§ Tekst źródłowy
Policjanci z Leszna w Wielkopolsce użyli gazu pieprzowego wobec 39-latka, który był w sklepie bez maseczki. Podczas interwencji mężczyzna był agresywny - podała policja.
Daria Żmuda z Komendy Miejskiej Policji w Lesznie powiedziała, że we wtorek około godz. 18 przy wejściu do sklepu w Lesznie funkcjonariusze zwrócili uwagę 39-letniemu klientowi, że jego założona pod brodą maseczka ochronna nie zakrywa w odpowiedni sposób ust i nosa.
Mężczyźnie bardzo nie spodobała się ta uwaga i zaczął być agresywny, a w stronę policjantów poleciały wulgaryzmy. Funkcjonariusze postanowili wystawić mu mandat za brak maski i używanie słów wulgarnych w miejscu publicznym. Poprosili go też o opuszczenie sklepu. To tylko pogorszyło sytuację.

§ Treść zadania
Proszę dopisać dalszy ciąg tekstu o interwencji policji w sklepie w Lesznie, zaczynając tuż po jego ostatnim zdaniu.

(Pozycje zbioru danych)
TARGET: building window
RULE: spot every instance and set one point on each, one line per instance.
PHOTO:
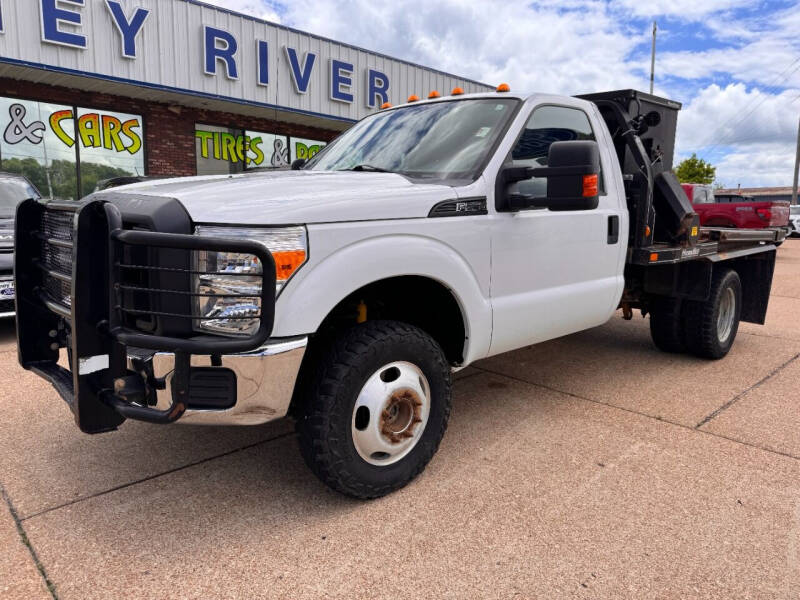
(39, 141)
(223, 151)
(269, 150)
(111, 146)
(304, 148)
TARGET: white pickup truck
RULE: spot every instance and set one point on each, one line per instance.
(345, 292)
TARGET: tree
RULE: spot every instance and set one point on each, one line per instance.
(63, 179)
(696, 170)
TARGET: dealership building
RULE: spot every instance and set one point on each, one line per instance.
(96, 89)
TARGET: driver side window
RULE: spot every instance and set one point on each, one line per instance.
(548, 124)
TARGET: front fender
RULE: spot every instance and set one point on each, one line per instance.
(333, 274)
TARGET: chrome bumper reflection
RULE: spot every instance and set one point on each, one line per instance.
(265, 382)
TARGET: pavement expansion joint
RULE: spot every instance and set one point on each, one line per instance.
(663, 420)
(27, 543)
(155, 476)
(740, 395)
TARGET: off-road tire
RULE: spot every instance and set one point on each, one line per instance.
(700, 318)
(325, 417)
(666, 325)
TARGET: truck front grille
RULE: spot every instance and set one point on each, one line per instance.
(55, 259)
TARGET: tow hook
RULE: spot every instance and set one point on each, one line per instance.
(627, 312)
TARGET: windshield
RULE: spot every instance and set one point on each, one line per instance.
(443, 140)
(12, 192)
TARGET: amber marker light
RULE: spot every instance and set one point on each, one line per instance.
(591, 186)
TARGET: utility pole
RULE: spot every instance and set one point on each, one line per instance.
(653, 58)
(796, 169)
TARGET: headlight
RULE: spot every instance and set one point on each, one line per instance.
(229, 273)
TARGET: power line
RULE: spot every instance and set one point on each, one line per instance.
(772, 87)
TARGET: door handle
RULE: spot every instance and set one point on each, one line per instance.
(613, 229)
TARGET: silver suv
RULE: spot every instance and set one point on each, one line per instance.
(13, 190)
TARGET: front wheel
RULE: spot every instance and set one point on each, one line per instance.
(376, 408)
(711, 326)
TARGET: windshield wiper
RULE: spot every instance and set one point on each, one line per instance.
(370, 168)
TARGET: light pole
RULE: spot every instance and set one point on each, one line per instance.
(653, 58)
(796, 169)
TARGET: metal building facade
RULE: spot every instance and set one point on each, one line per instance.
(170, 59)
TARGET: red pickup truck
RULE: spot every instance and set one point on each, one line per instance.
(731, 210)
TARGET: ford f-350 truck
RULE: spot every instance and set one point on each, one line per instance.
(346, 291)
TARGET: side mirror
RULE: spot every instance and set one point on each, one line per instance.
(573, 179)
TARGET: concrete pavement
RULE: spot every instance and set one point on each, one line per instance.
(587, 467)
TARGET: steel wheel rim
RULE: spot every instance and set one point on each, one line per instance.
(727, 314)
(391, 413)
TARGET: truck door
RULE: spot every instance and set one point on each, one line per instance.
(555, 273)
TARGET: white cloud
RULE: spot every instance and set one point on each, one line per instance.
(733, 115)
(681, 9)
(575, 46)
(755, 165)
(546, 46)
(254, 8)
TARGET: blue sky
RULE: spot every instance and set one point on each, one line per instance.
(735, 64)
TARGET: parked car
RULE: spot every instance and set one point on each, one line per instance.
(737, 211)
(794, 221)
(13, 190)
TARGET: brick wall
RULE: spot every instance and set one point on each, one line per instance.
(169, 130)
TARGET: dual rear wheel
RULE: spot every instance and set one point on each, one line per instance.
(707, 329)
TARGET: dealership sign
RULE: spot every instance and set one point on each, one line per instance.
(188, 46)
(96, 129)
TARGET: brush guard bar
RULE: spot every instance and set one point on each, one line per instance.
(72, 293)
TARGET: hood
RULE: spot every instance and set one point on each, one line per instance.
(297, 197)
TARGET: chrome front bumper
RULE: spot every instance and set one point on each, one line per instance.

§ Wynik zadania
39-latek zaczął się szarpać z policjantami, nie chciał opuścić budynku. Został potraktowany gazem pieprzowym. Uspokoił się dopiero w radiowozie.
Żmuda dodała, że policjanci na terenie sklepu w ramach rutynowych działań sprawdzali, czy mieszkańcy stosują się do ograniczeń pandemicznych.
Mężczyzna odpowie przed sądem za niezakrywanie ust i nosa przy pomocy maseczki, zakłócanie ładu i porządku publicznego, niestosowanie się do poleceń policjantów i stosowanie wulgarnych słów w przestrzeni publicznej.